Records for processing section start

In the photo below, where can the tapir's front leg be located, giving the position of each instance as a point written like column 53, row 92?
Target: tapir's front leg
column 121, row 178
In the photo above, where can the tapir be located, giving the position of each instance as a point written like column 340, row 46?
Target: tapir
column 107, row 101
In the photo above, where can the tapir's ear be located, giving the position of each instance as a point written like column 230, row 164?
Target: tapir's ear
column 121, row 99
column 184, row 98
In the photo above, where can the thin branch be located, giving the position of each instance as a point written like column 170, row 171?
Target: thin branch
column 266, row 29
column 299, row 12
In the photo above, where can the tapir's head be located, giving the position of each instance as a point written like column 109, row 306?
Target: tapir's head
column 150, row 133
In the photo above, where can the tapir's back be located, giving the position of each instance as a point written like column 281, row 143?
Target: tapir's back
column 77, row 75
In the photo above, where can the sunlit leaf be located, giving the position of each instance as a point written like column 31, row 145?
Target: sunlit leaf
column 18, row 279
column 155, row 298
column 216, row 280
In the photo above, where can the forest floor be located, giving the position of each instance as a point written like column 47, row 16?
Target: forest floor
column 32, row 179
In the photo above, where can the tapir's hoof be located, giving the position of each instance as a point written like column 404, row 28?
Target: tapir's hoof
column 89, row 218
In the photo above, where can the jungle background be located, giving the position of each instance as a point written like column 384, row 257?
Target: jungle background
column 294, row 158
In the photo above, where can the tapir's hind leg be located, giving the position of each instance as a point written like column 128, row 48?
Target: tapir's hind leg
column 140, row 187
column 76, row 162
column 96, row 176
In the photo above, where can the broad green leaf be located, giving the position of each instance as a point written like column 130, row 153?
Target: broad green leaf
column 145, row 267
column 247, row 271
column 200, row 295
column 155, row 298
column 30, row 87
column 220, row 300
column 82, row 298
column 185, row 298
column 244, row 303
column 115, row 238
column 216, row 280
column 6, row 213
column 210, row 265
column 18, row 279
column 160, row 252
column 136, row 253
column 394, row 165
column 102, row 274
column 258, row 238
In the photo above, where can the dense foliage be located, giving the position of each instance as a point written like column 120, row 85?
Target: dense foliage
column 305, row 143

Records for processing section end

**Task to carry out**:
A verbatim transcription of all the entries above is required.

**Answer**:
In the photo below, where can the tapir's front leg be located, giving the position of each instance as a point written like column 53, row 92?
Target: tapir's front leg
column 121, row 178
In the photo above, where can the tapir be located, giving the position of each instance as a point written like column 340, row 46?
Target: tapir
column 107, row 101
In the photo above, where can the tapir's ear be located, giving the position of each instance as a point written like column 230, row 164?
Target: tapir's ear
column 121, row 99
column 184, row 98
In the photo above, where can the thin branch be located, giving the position of each instance as a point written like column 170, row 171?
Target: thin branch
column 266, row 29
column 299, row 12
In the photo above, where can the tapir's head be located, giving the position of each instance as a point written like column 109, row 306?
Target: tapir's head
column 150, row 133
In the photo above, where can the tapir's back be located, giving the position of each instance as a point written like column 281, row 143?
Target: tapir's back
column 77, row 75
In the photo above, where can the sunlit leaf be located, giving the position of each instance as a point written like column 31, row 145?
Target: sunlit leaf
column 18, row 279
column 155, row 298
column 216, row 280
In the photo above, where can the forest floor be located, giving the position of each instance as a point written like column 47, row 16?
Target: forest floor
column 32, row 179
In the photo above, where can the tapir's hoof be located, giving the position of each instance as a point written like column 404, row 28?
Target: tapir's hoof
column 89, row 218
In the photo above, where can the jungle background be located, giving the position of each instance as a point written like column 384, row 257?
Target: jungle background
column 294, row 158
In the photo above, where can the tapir's hind leg be located, giving the position of each instance as a point written like column 128, row 48?
Target: tapir's hind leg
column 140, row 187
column 76, row 162
column 96, row 176
In the photo above, where can the broad green leaf be located, giving the position of each instance as a point written like column 130, row 153?
Target: broad green leaf
column 145, row 267
column 247, row 271
column 200, row 295
column 155, row 298
column 30, row 87
column 220, row 300
column 82, row 298
column 185, row 298
column 244, row 303
column 115, row 238
column 216, row 280
column 6, row 213
column 210, row 265
column 18, row 279
column 160, row 252
column 136, row 253
column 394, row 165
column 102, row 274
column 258, row 238
In the photo above, where can the dense foliage be located, giving the position of each instance as a point written like column 120, row 85?
Target: dense foliage
column 305, row 143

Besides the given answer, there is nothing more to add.